===== Datos proporcionados

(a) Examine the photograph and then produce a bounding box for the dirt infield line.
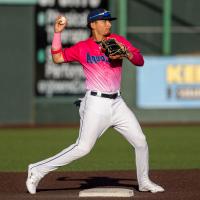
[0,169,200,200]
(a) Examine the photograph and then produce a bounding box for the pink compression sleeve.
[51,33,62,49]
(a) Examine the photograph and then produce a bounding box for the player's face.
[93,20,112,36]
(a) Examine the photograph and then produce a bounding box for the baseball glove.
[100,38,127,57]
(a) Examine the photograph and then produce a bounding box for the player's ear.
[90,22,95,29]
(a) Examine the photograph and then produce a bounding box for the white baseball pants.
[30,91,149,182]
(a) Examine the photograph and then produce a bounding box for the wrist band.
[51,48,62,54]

==========
===== Datos proporcionados

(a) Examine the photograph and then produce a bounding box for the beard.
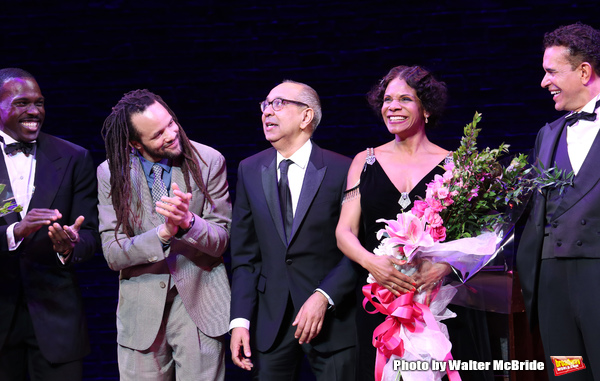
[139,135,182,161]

==========

**Enunciado:**
Vierta en un CSV de dos columnas, «texto» y «respuesta», la parte del listado comprendida entre la línea que contiene "the wrist band." y la que contiene "[51,48,62,54]", ambas incluidas. Cada texto con su respuesta debe ocupar una fila, con cada valor entre comillas en un solo campo y los saltos de línea sustituidos por espacios.

**Solución:**
texto,respuesta
"(a) Examine the photograph and then produce a bounding box for the wrist band.","[51,48,62,54]"